▸ **What is required**:
Output all of the entries below precisely as written.

• • •

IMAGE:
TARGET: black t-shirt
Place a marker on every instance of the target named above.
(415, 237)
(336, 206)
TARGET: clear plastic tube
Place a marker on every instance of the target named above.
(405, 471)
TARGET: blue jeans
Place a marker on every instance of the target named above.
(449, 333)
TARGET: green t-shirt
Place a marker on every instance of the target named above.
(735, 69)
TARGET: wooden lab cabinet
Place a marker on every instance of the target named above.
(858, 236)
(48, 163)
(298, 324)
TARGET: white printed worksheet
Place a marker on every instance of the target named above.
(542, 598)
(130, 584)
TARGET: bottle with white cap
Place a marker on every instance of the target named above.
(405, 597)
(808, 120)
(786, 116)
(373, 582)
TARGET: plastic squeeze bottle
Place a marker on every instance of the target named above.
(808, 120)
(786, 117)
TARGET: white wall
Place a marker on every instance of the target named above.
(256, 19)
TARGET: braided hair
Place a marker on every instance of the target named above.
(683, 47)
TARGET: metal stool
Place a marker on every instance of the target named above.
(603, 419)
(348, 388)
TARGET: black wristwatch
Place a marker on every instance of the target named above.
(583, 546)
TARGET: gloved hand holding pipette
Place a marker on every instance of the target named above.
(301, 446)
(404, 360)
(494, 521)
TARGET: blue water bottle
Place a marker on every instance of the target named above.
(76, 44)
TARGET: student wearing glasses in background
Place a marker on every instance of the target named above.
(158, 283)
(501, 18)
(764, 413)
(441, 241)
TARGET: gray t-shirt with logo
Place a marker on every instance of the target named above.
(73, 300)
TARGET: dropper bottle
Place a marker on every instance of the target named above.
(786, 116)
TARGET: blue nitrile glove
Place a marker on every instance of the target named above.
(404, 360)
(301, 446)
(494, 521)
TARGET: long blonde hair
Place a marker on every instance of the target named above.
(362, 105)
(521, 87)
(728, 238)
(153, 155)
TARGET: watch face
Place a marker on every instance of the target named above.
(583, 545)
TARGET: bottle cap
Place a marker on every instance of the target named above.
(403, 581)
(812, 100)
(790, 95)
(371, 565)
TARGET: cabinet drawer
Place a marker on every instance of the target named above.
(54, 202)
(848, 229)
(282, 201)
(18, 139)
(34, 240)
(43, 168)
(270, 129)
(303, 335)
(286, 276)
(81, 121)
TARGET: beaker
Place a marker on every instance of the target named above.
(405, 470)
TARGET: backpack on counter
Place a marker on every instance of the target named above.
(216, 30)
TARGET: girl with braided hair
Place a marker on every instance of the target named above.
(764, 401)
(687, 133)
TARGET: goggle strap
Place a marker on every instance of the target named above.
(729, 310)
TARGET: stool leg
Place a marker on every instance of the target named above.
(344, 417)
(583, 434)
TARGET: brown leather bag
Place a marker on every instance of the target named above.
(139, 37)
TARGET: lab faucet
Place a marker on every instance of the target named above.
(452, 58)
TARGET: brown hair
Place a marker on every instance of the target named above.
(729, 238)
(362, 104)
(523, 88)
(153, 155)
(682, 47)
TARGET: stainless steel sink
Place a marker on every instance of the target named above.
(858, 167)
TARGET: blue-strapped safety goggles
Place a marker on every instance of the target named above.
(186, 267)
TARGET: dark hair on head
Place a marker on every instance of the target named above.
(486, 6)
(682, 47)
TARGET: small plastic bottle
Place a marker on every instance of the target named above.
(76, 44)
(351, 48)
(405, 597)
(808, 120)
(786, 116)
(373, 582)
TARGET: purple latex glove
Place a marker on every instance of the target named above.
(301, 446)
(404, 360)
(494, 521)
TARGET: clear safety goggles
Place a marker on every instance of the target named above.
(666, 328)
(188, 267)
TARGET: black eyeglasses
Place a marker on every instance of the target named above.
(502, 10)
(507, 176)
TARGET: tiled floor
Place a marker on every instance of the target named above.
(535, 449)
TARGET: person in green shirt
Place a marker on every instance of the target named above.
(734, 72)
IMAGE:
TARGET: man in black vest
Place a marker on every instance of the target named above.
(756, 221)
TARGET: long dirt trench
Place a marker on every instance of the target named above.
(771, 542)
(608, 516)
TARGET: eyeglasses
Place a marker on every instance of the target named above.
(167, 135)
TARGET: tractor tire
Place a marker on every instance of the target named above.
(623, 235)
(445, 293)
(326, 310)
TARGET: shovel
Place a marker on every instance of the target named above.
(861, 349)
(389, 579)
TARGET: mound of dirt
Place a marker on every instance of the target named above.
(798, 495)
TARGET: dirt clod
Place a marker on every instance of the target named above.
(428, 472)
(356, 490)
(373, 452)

• • •

▸ **Solution below**:
IMAGE:
TARGET: black t-shirt
Place a marker on every instance of the target named above.
(415, 237)
(336, 206)
TARGET: clear plastic tube
Place a marker on every instance of the target named above.
(405, 471)
TARGET: blue jeans
Place a marker on every instance of the target named above.
(449, 333)
TARGET: green t-shirt
Place a marker on every instance of the target named above.
(735, 69)
TARGET: wooden lab cabinet
Place a marker on every instance of the target named above.
(858, 236)
(48, 163)
(298, 324)
TARGET: white printed worksheet
Place a marker on every instance of the target named above.
(542, 598)
(130, 584)
TARGET: bottle with white cap
Place a marker on every instance of the target named above.
(405, 597)
(808, 120)
(786, 116)
(373, 582)
TARGET: plastic squeeze bottle
Place a marker on every instance of the target named above.
(808, 120)
(786, 117)
TARGET: white wall
Place a marker on every instance of the target named above.
(256, 19)
TARGET: braided hair
Place a marker on every instance of the target named above.
(683, 47)
TARGET: metal stool
Place a marker on every instance of the target named above.
(603, 419)
(348, 388)
TARGET: black wristwatch
Place a marker on every instance of the target named above.
(583, 546)
TARGET: gloved hand holding pipette
Place a marker on every instance of the target named above.
(301, 446)
(404, 360)
(494, 521)
TARGET: blue water bottle
Place a marker on every instance of the target named above.
(76, 44)
TARGET: student wearing glasses in background
Place a marker on every instance of the target named above.
(158, 283)
(501, 18)
(764, 413)
(441, 241)
TARGET: gray t-shirt with logo
Place a marker on every instance of the target named above.
(73, 300)
TARGET: dropper bottle
Place a marker on every instance of the target named above.
(786, 116)
TARGET: blue nitrile glove
Place a marker on every instance of the target named above.
(404, 360)
(301, 446)
(494, 521)
TARGET: long blonde hair
Place a marker on every instance of the target named above.
(362, 105)
(521, 87)
(728, 238)
(153, 155)
TARGET: watch face
Place a marker on every instance of the target named above.
(583, 545)
TARGET: bottle cap
Place a marker on every instance of the target named above.
(403, 581)
(812, 100)
(790, 95)
(371, 565)
TARGET: cabinet drawer
Place a marker on every instance of the target named above.
(54, 202)
(848, 229)
(282, 201)
(18, 139)
(34, 240)
(43, 168)
(270, 129)
(303, 335)
(286, 276)
(81, 121)
TARGET: beaker
Place a marker on every instance of the target named above.
(405, 470)
TARGET: backpack on counter
Place a marker on every instance of the target named above.
(216, 30)
TARGET: girl with braided hair
Place a marker on every instance of the target named above.
(764, 401)
(687, 133)
TARGET: goggle strap
Place a marker on every instance of the target named above.
(729, 310)
TARGET: stool leg
Place a marker on every instance of the target named above.
(344, 417)
(583, 434)
TARGET: brown leather bag
Place a marker on every instance of the target named above.
(139, 37)
TARGET: lab faucet
Place a marker on every instance of the target named above.
(452, 58)
TARGET: brown hair
Place a marker on every instance of the target named above.
(729, 238)
(362, 104)
(523, 88)
(153, 155)
(682, 47)
TARGET: stainless steel sink
Place a marker on every instance of the target named above.
(858, 167)
TARGET: blue-strapped safety goggles
Place a marker on every instance of the target named above.
(186, 267)
TARGET: dark hair on head
Place a marker on every instance of the target named above.
(486, 6)
(682, 47)
TARGET: small plastic bottle
Place a marker on every instance of the target named above.
(76, 44)
(351, 48)
(405, 597)
(808, 120)
(786, 116)
(373, 582)
TARGET: purple latex glove
Place a marker on every instance of the target named above.
(301, 446)
(404, 360)
(494, 521)
TARGET: clear safety goggles
Place a marker on every instance of the target named above.
(666, 328)
(188, 267)
TARGET: black eyeglasses
Place a marker on every instance of the target named above.
(502, 10)
(507, 176)
TARGET: tiled floor
Place a marker on every instance of the target named above.
(535, 449)
TARGET: person in green shirt
Place a marker on every instance of the target named above.
(734, 72)
IMAGE:
TARGET: man in black vest
Place a marker on every instance of the target named above.
(756, 221)
TARGET: long dirt trench
Place a marker on every instance of the target named above.
(771, 542)
(608, 516)
TARGET: eyeglasses
Place a marker on every instance of the target named above.
(167, 135)
TARGET: tractor tire
Place a marker on every instance of the target named above.
(623, 235)
(445, 293)
(326, 310)
TARGET: shovel
Place a marker on every instance of the target named above.
(861, 349)
(389, 579)
TARGET: mound of dirt
Place a marker on every instance of the target named above.
(798, 495)
TARGET: dirt clod
Place a marker on every instance of the target named above.
(428, 472)
(356, 490)
(373, 452)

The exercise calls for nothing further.